[Stored data start]

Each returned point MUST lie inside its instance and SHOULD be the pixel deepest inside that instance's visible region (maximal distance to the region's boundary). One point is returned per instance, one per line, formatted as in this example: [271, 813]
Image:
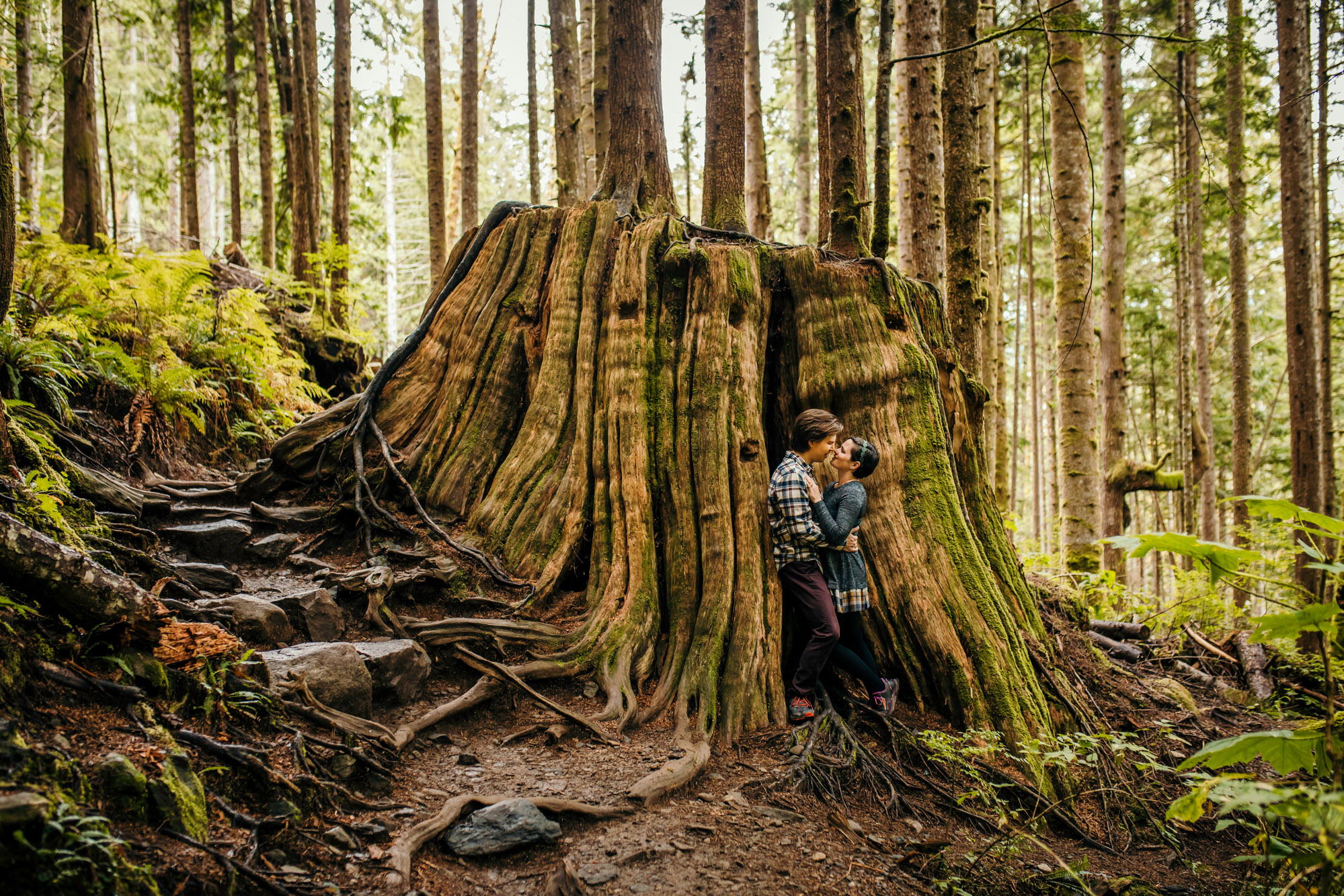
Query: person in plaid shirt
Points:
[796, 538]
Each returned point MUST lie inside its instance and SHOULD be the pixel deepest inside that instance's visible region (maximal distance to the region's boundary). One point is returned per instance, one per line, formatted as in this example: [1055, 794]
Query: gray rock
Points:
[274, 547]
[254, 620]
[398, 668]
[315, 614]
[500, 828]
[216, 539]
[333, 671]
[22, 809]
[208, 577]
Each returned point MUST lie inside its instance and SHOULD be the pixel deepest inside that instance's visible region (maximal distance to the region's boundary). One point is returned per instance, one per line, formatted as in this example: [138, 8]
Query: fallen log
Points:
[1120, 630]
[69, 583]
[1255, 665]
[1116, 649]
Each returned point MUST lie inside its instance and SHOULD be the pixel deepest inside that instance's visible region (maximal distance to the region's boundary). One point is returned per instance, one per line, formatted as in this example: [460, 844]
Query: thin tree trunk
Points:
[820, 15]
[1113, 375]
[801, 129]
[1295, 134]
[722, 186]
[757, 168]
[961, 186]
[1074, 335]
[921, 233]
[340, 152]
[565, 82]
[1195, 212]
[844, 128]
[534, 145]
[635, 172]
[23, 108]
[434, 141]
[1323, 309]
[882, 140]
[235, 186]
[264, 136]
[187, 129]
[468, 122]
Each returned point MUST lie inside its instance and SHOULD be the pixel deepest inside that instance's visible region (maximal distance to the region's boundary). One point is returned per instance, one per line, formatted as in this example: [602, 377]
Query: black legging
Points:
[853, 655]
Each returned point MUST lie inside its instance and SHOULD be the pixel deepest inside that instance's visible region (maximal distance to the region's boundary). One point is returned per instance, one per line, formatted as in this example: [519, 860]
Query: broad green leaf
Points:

[Stored data end]

**Your instructions:** Retype all of the rows above line for line, leaving out the picture.

**Reply:**
Each returned point MUST lie inside its instance and SHOULD be the pixel deepest inside that instance's visible region (maximal distance to the region's boundary). One point is returned per instance, one per line, formatted as in this example: [271, 813]
Image:
Query: person in plaid shirt
Points:
[796, 538]
Each returned point MUST lie inside its instance and SHOULD be the pixel deepest inside that instance's visible region (maximal distance to the region's boundary). One point is returned per instance, one per line, formatted as in this example: [1055, 794]
Query: gray rock
Points:
[274, 547]
[254, 620]
[398, 668]
[315, 614]
[500, 828]
[216, 539]
[333, 671]
[22, 809]
[208, 577]
Each returned point MUST lie inside its instance and SHOULD be the pixel deepest inside that instance's visible region (maximal distance to the region's boundary). One point is returned per instance, one per line, formatted as in this example: [138, 8]
Query: fallen log
Points:
[1120, 630]
[69, 583]
[1255, 665]
[1116, 649]
Each returned point MUST lie inside its instance and SHOULD be the pixel deepest inside that instance's visible region (maximal distance to the region's boundary). One point is returned per instance, one per line, formatted as in this example: [460, 844]
Query: thin tree trunk
Points:
[820, 15]
[1113, 375]
[801, 129]
[1295, 134]
[722, 186]
[757, 168]
[961, 186]
[1074, 335]
[921, 233]
[340, 152]
[565, 82]
[1195, 212]
[844, 128]
[534, 145]
[635, 172]
[23, 108]
[434, 141]
[1323, 309]
[882, 140]
[235, 186]
[264, 136]
[187, 129]
[468, 122]
Each returned point MUST lie inside its instance and SHOULD be the pixel deepest inside that instance's visible region (maximal distance to the region's boundary). One point is returned per instance, one per line, formatted as in this example: [602, 377]
Query: black legging
Points:
[853, 655]
Each returned point MUST lie inside its instance and SHOULD be the pixel deepest inside that instance's visible region (maximal distance to the region's boundary). One point is returned per instance, one per line, formatted as in this example: [519, 860]
Query: broad green leaf
Points:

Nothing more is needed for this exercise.